Filter out all lines without the word "text" from the data below, please, and copy the rest.
******
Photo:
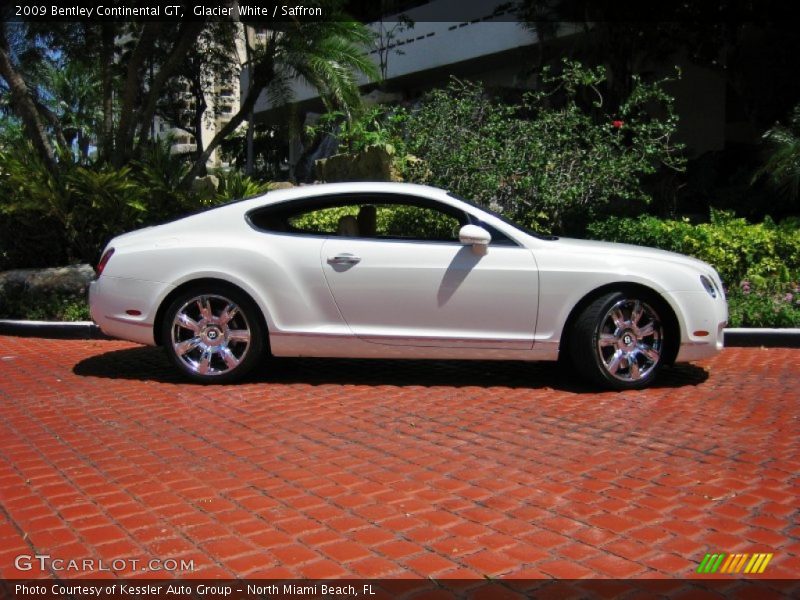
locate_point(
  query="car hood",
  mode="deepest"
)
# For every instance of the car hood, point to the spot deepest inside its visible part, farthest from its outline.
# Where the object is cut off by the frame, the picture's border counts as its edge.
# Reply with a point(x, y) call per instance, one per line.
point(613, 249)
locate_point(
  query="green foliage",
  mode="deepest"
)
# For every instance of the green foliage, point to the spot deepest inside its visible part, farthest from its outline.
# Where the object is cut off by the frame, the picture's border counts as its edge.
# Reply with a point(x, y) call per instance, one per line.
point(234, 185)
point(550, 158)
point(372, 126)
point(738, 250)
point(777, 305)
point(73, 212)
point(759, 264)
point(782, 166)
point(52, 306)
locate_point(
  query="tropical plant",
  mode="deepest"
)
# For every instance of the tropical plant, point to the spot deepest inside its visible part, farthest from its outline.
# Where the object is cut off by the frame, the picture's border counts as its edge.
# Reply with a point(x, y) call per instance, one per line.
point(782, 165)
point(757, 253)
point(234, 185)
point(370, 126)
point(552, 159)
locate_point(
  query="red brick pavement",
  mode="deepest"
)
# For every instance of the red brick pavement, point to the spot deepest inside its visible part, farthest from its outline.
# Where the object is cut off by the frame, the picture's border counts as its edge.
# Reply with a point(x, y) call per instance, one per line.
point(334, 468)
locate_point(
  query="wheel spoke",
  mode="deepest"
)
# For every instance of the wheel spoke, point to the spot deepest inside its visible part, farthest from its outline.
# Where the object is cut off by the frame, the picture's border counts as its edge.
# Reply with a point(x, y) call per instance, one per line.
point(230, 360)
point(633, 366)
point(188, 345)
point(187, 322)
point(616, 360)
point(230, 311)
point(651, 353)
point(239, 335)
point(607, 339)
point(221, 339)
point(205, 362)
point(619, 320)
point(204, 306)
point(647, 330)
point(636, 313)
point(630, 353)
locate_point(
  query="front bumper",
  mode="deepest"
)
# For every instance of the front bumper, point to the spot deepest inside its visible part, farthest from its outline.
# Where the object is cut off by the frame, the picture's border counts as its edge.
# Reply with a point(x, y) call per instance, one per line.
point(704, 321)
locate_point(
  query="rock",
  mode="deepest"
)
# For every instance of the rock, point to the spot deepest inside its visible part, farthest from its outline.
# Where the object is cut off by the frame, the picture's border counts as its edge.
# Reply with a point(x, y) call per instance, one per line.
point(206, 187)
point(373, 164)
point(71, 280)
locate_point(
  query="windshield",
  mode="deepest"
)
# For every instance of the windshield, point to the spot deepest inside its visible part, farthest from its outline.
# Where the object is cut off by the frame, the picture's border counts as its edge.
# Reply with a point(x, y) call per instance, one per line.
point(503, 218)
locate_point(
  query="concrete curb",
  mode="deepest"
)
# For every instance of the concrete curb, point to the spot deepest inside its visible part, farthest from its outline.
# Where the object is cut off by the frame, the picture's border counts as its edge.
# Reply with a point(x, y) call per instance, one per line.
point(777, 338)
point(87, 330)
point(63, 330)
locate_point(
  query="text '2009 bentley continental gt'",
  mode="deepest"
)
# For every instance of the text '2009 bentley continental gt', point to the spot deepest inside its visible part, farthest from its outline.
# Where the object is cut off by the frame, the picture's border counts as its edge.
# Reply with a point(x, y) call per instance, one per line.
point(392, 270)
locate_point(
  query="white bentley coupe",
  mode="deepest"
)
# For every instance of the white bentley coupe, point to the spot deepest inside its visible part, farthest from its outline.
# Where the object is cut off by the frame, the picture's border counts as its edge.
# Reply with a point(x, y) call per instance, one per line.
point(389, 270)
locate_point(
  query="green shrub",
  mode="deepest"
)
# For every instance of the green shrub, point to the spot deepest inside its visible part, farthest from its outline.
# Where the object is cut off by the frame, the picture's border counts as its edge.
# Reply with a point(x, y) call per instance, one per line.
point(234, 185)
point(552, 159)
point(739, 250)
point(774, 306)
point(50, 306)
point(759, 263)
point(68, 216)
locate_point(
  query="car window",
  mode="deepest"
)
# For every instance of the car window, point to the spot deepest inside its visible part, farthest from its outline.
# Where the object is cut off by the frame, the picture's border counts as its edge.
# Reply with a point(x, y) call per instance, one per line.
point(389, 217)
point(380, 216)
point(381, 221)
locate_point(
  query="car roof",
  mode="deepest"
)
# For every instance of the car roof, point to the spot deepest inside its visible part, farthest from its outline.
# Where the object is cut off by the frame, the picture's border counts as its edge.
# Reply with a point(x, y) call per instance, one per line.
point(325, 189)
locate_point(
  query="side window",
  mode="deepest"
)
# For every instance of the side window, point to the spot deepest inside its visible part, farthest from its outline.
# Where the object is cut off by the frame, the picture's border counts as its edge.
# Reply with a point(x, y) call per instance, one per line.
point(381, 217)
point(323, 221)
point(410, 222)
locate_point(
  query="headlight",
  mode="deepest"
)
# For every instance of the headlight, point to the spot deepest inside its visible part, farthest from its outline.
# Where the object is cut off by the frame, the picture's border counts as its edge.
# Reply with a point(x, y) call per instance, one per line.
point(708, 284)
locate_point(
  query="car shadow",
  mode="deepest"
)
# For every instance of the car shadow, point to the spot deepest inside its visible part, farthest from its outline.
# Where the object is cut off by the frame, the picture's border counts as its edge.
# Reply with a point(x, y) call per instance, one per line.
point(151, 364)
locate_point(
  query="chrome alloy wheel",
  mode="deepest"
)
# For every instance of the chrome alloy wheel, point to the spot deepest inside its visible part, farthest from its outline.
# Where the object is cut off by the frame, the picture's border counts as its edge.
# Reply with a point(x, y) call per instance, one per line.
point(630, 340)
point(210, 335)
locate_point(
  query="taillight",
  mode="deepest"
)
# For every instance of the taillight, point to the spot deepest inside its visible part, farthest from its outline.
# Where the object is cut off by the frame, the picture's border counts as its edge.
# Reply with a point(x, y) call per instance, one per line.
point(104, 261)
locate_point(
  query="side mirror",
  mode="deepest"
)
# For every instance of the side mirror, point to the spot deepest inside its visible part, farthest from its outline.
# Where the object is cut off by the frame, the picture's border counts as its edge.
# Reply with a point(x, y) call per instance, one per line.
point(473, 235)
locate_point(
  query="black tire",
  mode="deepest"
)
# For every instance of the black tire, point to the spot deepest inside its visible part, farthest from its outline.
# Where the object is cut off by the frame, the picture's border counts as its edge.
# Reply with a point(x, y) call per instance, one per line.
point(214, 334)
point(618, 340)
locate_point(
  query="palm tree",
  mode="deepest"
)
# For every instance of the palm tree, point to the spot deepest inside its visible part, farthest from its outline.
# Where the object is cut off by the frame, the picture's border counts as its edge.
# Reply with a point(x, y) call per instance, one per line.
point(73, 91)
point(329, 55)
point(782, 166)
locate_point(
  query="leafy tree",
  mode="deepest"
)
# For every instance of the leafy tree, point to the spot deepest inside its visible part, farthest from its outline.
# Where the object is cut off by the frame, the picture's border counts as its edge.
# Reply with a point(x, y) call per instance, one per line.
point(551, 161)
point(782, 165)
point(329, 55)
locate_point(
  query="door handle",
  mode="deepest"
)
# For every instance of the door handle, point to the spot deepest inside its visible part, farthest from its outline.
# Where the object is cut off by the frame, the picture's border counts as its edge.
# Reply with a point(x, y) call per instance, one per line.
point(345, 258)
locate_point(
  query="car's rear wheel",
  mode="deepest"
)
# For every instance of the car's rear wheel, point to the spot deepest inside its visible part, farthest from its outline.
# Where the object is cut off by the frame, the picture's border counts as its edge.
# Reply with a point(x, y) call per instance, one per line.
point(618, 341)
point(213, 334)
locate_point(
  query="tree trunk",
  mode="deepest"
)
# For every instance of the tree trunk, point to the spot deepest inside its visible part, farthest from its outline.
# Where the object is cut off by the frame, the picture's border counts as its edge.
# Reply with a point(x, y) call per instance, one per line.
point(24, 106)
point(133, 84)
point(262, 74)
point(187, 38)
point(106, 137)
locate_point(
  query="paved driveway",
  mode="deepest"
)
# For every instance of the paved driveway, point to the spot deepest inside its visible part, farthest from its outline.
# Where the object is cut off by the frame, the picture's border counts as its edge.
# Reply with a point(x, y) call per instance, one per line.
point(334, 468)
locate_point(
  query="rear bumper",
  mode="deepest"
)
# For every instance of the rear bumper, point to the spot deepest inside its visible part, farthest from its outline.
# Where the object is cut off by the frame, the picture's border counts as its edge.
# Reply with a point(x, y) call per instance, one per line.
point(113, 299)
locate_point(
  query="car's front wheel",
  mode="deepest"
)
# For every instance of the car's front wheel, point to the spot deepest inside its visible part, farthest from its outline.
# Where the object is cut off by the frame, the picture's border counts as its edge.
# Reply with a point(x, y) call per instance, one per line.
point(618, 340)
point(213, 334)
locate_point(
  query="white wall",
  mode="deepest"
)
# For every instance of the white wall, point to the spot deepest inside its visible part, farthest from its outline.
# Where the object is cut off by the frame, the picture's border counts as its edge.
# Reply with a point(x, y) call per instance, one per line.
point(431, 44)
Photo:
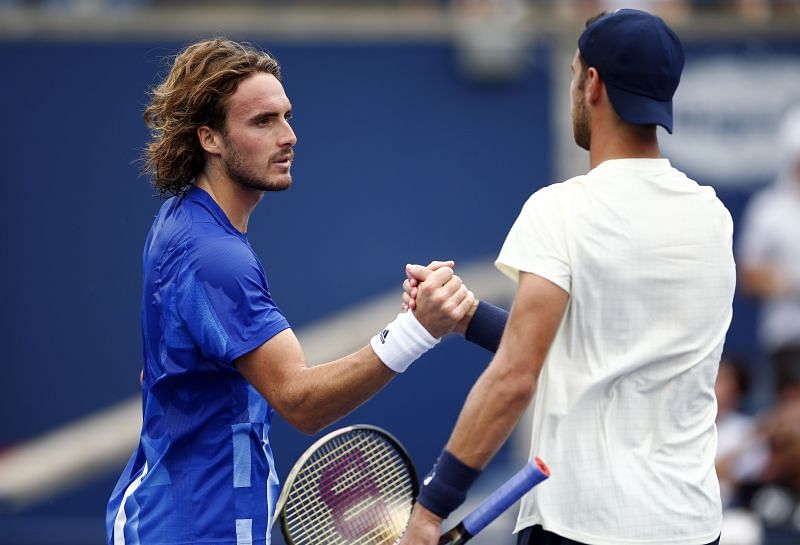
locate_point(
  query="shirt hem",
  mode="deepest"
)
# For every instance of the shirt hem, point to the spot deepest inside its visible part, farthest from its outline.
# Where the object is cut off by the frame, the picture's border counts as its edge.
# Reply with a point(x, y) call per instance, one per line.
******
* [YOUR SOLUTION]
  query="text '2009 bentley continental gt'",
# For every instance of the text '2009 bentley continental gt', point to the spot deepest inside its visible part, farthest from its outline.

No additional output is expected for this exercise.